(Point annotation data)
____________________

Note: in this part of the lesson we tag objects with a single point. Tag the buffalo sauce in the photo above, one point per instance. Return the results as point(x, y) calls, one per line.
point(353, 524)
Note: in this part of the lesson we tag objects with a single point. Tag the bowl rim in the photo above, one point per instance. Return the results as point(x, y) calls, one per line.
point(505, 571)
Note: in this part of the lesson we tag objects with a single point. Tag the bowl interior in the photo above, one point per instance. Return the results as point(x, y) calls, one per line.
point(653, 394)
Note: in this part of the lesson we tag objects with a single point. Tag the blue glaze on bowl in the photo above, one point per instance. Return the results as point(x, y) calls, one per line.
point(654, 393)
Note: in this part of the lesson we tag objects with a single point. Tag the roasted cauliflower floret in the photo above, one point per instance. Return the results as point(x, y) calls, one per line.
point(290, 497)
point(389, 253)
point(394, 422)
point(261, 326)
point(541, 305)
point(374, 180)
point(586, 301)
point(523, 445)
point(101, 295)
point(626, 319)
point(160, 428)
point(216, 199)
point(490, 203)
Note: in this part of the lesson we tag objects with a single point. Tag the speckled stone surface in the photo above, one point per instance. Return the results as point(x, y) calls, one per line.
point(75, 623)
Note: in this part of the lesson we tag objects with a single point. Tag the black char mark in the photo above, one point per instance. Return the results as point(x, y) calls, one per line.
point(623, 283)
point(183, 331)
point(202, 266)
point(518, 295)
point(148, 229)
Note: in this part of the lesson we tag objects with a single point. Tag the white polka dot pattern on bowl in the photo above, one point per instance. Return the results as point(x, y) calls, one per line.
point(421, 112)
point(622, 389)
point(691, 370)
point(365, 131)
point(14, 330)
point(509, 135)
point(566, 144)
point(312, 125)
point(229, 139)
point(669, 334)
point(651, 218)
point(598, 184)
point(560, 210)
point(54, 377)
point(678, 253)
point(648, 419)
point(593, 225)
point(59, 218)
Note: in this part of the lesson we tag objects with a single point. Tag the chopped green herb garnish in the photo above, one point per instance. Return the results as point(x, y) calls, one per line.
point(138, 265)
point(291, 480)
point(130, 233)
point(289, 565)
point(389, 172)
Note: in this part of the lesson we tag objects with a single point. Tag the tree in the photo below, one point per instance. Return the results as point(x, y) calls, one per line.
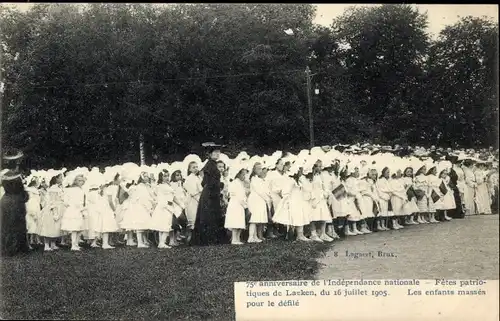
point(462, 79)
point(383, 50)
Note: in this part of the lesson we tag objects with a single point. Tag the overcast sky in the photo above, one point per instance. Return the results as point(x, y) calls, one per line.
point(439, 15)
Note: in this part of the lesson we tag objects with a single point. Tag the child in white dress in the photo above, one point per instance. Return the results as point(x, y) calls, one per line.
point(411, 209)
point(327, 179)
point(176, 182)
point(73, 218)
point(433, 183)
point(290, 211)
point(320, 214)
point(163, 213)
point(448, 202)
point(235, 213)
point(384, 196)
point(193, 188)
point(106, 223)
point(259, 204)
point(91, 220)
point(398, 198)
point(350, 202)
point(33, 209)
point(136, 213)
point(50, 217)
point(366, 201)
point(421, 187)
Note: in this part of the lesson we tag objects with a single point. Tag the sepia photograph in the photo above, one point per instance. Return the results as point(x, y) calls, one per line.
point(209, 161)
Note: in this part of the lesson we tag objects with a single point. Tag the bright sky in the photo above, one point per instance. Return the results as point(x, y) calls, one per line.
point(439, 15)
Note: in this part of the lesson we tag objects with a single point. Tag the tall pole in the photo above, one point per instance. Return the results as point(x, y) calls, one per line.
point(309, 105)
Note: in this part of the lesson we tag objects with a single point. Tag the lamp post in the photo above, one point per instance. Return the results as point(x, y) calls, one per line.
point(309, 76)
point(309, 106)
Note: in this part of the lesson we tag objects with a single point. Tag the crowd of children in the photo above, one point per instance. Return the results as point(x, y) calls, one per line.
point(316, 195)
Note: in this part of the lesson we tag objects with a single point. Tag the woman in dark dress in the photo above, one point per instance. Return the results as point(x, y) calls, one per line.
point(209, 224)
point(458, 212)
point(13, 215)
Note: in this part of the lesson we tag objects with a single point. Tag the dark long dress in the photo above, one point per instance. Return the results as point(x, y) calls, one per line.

____________________

◆ What you will do
Convert all of the data above into a numbered list with one entry per line, leaving out blank lines. Do not include the pictures.

◆ Reply
1. Note: in this part of the lesson we tag objects with a single point. Tag the buffalo sauce in the photo above, one point per instance. Return the results as point(x, y) calls, one per line.
2. point(353, 524)
3. Note: in this part of the lesson we tag objects with a single point. Tag the bowl rim in the photo above, one point per instance. Return the results as point(x, y) calls, one per line.
4. point(505, 571)
5. Note: in this part of the lesson we tag objects with a single point. Tag the bowl interior in the photo above, one point per instance. Return the results as point(x, y) calls, one per line.
6. point(653, 394)
7. Note: in this part of the lesson we tag objects with a single point. Tag the blue glaze on bowl in the photo above, one point per instance. Return the results as point(x, y) calls, one per line.
8. point(654, 393)
9. Note: in this part of the lesson we tag objects with a single point. Tag the roasted cauliflower floret in the photo above, one point per instance. Return the results as point(x, y) calls, one per line.
10. point(290, 497)
11. point(389, 253)
12. point(394, 422)
13. point(261, 326)
14. point(541, 305)
15. point(374, 180)
16. point(586, 301)
17. point(523, 445)
18. point(101, 295)
19. point(626, 319)
20. point(160, 428)
21. point(216, 199)
22. point(490, 203)
23. Note: in this part of the lesson we tag objects with a single point. Tag the speckled stone surface in the photo above, one point per instance. Return the results as point(x, y) calls, one per line.
24. point(75, 623)
25. Note: in this part of the lesson we tag objects with a single point. Tag the black char mark in the photo above, one point per instance. Return the results as point(x, y) calls, one per line.
26. point(623, 283)
27. point(183, 331)
28. point(202, 266)
29. point(518, 295)
30. point(148, 229)
31. Note: in this part of the lesson we tag objects with a single point. Tag the white polka dot pattern on bowl in the photo above, one point per instance. Return the results as point(x, y) calls, one per line.
32. point(421, 112)
33. point(622, 389)
34. point(691, 370)
35. point(365, 131)
36. point(14, 330)
37. point(509, 135)
38. point(566, 144)
39. point(312, 125)
40. point(229, 139)
41. point(669, 334)
42. point(651, 218)
43. point(598, 184)
44. point(560, 210)
45. point(54, 377)
46. point(678, 253)
47. point(648, 419)
48. point(593, 225)
49. point(59, 218)
50. Note: in this part of the lesson we tag objects with a single point. Tag the chopped green herb garnish in the photo above, one point per instance. Return the results as point(x, y) calls, one per line.
51. point(138, 265)
52. point(291, 480)
53. point(130, 233)
54. point(289, 565)
55. point(389, 172)
56. Note: in this part of the lesson we tag objects with a single point. Tag the tree in the photo below, one point per instance. Return the results as point(x, y) calls, one per line.
57. point(462, 79)
58. point(383, 50)
59. Note: in this part of the lesson we tag objects with a single point. Tag the overcast sky in the photo above, one point per instance. Return the results as point(x, y) calls, one per line.
60. point(439, 15)
61. Note: in this part of the lesson we tag objects with a single point. Tag the child in white dress in the photo above, one point per instance. Return the results as point(x, y) calls, one per line.
62. point(411, 209)
63. point(327, 179)
64. point(176, 182)
65. point(73, 218)
66. point(433, 183)
67. point(290, 211)
68. point(320, 214)
69. point(163, 213)
70. point(448, 202)
71. point(235, 213)
72. point(384, 196)
73. point(193, 188)
74. point(106, 223)
75. point(259, 204)
76. point(91, 220)
77. point(398, 198)
78. point(350, 202)
79. point(33, 209)
80. point(136, 213)
81. point(50, 217)
82. point(366, 201)
83. point(421, 187)
84. Note: in this part of the lesson we tag objects with a single point. Tag the sepia photograph in the photo above, one point per instance. Return the results as point(x, y) calls, one per line.
85. point(209, 161)
86. Note: in this part of the lesson we tag objects with a single point. Tag the bright sky in the photo above, one point per instance. Return the results as point(x, y) calls, one per line.
87. point(439, 15)
88. Note: in this part of the lesson we tag objects with a single point. Tag the tall pole in the photo above, one point per instance. Return the results as point(x, y) calls, one per line.
89. point(309, 105)
90. Note: in this part of the lesson we tag objects with a single point. Tag the lamp post in the photo above, one point per instance. Return the results as point(x, y) calls, one per line.
91. point(309, 76)
92. point(309, 106)
93. Note: in this part of the lesson we tag objects with a single point. Tag the crowd of children in the photo above, one point per instance. Return the results as point(x, y) calls, one per line.
94. point(316, 195)
95. Note: in this part of the lesson we tag objects with a single point. Tag the woman in dark dress in the photo above, one point per instance. Return the results as point(x, y) calls, one per line.
96. point(209, 224)
97. point(458, 212)
98. point(13, 215)
99. Note: in this part of the lesson we tag objects with a single point. Tag the dark long dress in the photo above, one point per instance. Return the results as point(x, y) calls, one per line.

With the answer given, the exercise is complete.